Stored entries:
══════════════════════════════

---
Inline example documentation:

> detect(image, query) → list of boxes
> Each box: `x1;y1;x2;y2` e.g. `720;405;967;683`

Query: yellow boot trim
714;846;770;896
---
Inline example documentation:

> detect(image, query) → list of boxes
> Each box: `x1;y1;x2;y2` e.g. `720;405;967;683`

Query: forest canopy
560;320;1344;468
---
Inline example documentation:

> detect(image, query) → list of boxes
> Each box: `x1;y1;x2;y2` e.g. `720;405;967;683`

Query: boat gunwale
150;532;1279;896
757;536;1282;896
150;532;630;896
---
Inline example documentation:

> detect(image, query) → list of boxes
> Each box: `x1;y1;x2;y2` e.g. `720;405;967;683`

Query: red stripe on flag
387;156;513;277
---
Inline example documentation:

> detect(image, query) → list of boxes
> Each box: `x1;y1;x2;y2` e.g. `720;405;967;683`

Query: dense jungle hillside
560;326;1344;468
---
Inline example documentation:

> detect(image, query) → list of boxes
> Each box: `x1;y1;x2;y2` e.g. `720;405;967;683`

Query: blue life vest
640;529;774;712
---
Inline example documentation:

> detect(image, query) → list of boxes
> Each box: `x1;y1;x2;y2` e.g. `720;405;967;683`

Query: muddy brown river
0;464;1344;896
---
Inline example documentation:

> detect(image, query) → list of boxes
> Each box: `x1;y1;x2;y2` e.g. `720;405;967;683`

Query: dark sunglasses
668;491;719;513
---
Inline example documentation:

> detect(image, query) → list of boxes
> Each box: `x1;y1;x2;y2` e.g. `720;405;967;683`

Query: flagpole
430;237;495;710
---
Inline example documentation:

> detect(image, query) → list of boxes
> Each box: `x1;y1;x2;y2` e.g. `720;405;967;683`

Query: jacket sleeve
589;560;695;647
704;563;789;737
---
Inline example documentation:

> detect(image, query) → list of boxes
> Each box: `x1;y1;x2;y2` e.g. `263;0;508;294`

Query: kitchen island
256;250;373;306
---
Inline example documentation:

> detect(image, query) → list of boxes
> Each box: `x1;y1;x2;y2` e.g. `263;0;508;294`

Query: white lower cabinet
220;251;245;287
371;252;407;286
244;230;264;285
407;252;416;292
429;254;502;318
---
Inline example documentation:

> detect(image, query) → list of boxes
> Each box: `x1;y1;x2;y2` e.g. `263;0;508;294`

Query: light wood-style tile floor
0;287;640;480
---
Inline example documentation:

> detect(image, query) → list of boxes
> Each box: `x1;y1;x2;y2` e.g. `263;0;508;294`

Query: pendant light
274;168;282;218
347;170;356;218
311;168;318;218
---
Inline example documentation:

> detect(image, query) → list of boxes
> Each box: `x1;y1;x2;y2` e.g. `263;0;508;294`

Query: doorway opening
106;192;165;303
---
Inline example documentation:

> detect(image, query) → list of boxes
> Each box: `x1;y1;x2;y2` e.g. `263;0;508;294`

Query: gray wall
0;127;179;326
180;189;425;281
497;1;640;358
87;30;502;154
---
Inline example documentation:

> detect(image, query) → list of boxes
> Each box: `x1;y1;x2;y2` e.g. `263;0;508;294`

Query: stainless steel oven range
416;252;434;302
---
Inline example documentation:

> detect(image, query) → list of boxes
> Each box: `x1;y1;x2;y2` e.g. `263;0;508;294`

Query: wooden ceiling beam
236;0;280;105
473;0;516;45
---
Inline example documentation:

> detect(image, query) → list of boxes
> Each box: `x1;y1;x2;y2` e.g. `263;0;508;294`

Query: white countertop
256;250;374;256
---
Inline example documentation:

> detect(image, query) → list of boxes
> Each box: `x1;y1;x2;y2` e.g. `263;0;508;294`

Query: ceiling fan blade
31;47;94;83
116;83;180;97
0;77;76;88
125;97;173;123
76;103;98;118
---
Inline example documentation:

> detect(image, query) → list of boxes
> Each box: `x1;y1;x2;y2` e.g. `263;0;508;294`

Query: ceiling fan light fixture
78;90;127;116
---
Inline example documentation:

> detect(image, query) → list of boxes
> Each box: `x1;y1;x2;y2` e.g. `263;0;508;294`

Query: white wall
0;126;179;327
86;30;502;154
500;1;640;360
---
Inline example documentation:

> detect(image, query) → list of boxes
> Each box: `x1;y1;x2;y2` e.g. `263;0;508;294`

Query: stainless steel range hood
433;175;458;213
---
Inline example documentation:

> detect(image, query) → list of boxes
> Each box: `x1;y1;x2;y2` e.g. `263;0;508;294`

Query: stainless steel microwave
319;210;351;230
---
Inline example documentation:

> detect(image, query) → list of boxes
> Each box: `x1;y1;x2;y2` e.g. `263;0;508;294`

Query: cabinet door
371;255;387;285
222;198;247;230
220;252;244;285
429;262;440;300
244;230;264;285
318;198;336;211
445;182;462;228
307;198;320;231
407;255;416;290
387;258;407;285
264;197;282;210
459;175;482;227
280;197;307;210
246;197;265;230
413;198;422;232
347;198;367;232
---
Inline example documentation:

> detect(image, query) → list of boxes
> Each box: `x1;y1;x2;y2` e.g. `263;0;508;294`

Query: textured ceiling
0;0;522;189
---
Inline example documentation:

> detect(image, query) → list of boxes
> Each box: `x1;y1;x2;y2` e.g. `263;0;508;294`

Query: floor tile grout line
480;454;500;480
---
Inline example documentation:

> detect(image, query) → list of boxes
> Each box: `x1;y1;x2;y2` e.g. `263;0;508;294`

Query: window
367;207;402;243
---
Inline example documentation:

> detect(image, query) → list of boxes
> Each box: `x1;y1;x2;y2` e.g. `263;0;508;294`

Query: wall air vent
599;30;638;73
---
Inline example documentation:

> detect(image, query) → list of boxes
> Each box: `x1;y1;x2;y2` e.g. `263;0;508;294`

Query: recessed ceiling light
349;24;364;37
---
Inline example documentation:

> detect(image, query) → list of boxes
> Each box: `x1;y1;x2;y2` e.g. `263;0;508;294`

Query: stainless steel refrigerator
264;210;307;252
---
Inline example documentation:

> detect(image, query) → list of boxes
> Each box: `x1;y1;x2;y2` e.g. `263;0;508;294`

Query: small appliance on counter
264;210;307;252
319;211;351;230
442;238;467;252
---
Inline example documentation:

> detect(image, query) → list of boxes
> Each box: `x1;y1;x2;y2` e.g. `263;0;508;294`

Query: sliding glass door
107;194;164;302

══════════════════════════════

INSTRUCTION:
From the start of the listing through the line containing "560;320;1344;468", rewrite those lines with "forest canopy" changed to "tree canopy" and everything else left as is.

EXERCISE OUTPUT:
---
Inline example documentation:

> detect(image, query) → list of boxes
> Each box: `x1;y1;x2;y2` e.g. `720;405;967;683`

Query: yellow boot trim
714;846;770;896
---
Inline example documentation:

> detect(image, query) → list of boxes
> Each box: `x1;y1;x2;y2` e.g. `720;405;967;683`

Query: tree canopy
560;320;1344;468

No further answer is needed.